* _Görev tanımı_: Lütfen virüsleri anlatan okuma parçasını kaldığı yerden alıp devam ettirin.

─── Okuma parçası

Virüsler; çok küçük boyutlardaki, canlı veya cansız oldukları tartışılan birer varlıktır. Virüsler normal mikroskoplarla görünemez; ancak elektron mikroskobuyla virüsleri görebiliriz. Virüsler, yalnızca hücreyi oluşturan temel yapıtaşlarının çok az bir miktarının yine kompleks bir yapı oluşturmalarından meydana gelmiştir.
🔥Uyarı: Bazı kaynaklar virüsleri canlı olarak sınıflandırmamakta ve bu konu içerisinde anlatmamaktadır.
Virüslerin varlığı 19. asrın sonlarına doğru Cöffler ve Frosch tarafından ispatlandı. 1899’da M.W. Beijerinck, hastalıklı tütün yapraklarında “tütün mozayik virüsü”nü tespit etti. 1933’te elektron mikroskobunun keşfiyle virüslerin yapısı hakkında kesin görüntüler elde edildi. Araştırmalar neticesinde virüslerin belli sıcaklıklarda bazı canlı dokular üzerinde üreyebildiği keşfedildi.

──────
─── Girdi verileri

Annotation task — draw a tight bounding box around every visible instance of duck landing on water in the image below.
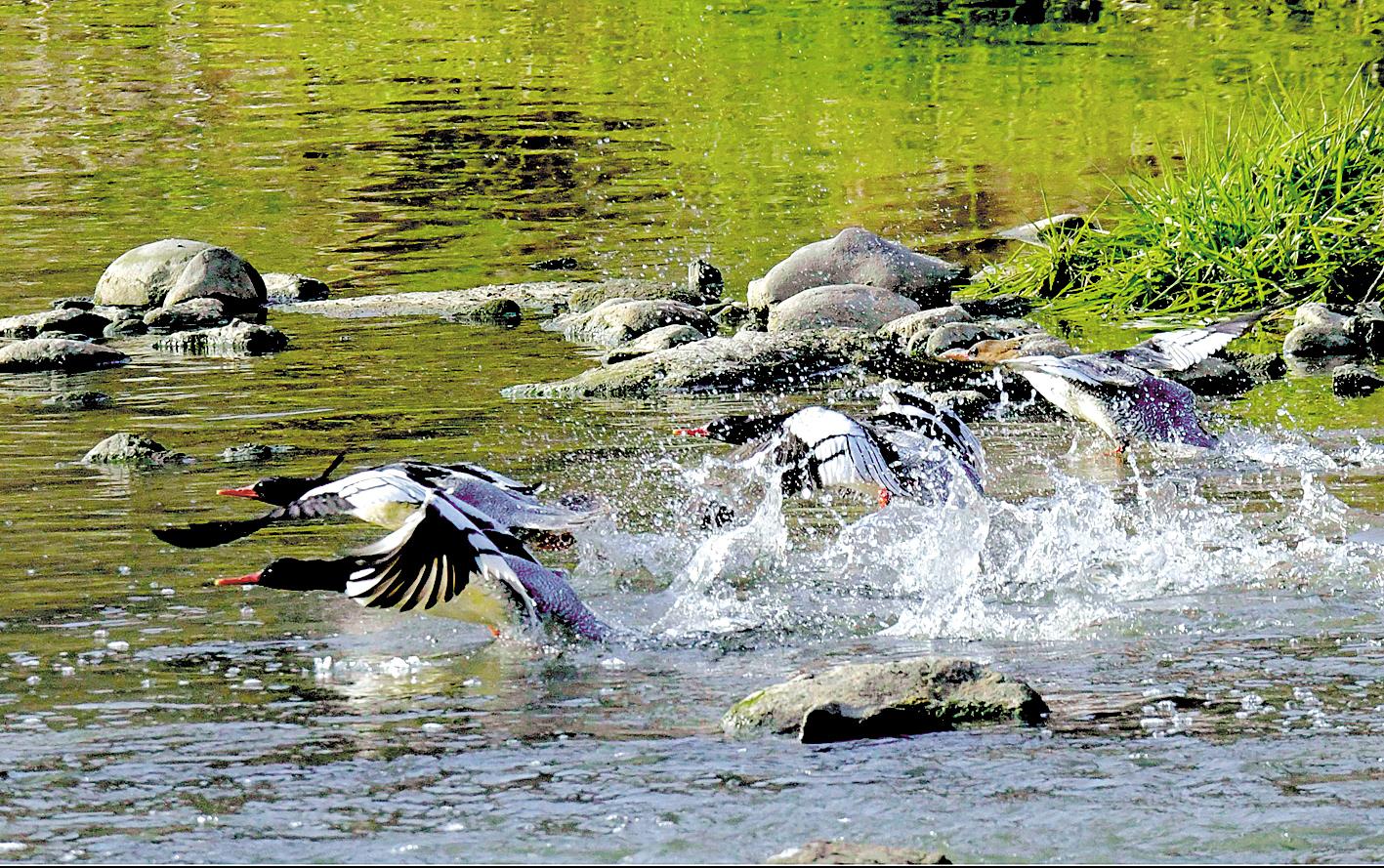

──────

* _Cevap bölümü_:
Bir virüsün yapısı sadece dışında bir protein kılıf ve içerisinde nükleik asitten meydana gelir. Herhangi bir organeli ve enzimleri olmadığı için normal bir hücre gibi yaşamlarını sürdürebilmeleri olanaksızdır. Yaşamsal faaliyet (üreme gibi) gösterebilmek için mutlaka canlı bir hücreye girmeleri gerekir. Hücre dışında ise kristal halde bulunurlar. Bu yüzden bilim adamları tarafından cansızlık ile canlılık arasında geçiş formu olarak kabul edilirler. Virüslerin çoğalması şöyle gerçekleşir:
Virüs hücreye tutunduğunda ilk önce hücrenin zarını eritir. Daha sonra bu delikten içeriye kendi nükleik asitini akıtır. Hücreye giren virüs nükleik asidi derhal yönetimi ele geçirerek hücreyi kendi hesabına çalıştırmaya başlar. İlk önce kendi nükleik asitlerinin kopyalarını arkasından da protein kılıflarını sentezlettirir. Daha sonra bunları birleştirerek yüzlerce virüs oluşmasını sağlar. Hücre içerisindeki virüsler hücreyi patlatarak dışarı çıkar ve yeni hücrelere tutunana kadar kendilerini pasif moda sokarlar. Yapılarından dolayı ve hücre içerisinde bulunduklarından antibiyotik türü ilaçlardan etkilenmezler.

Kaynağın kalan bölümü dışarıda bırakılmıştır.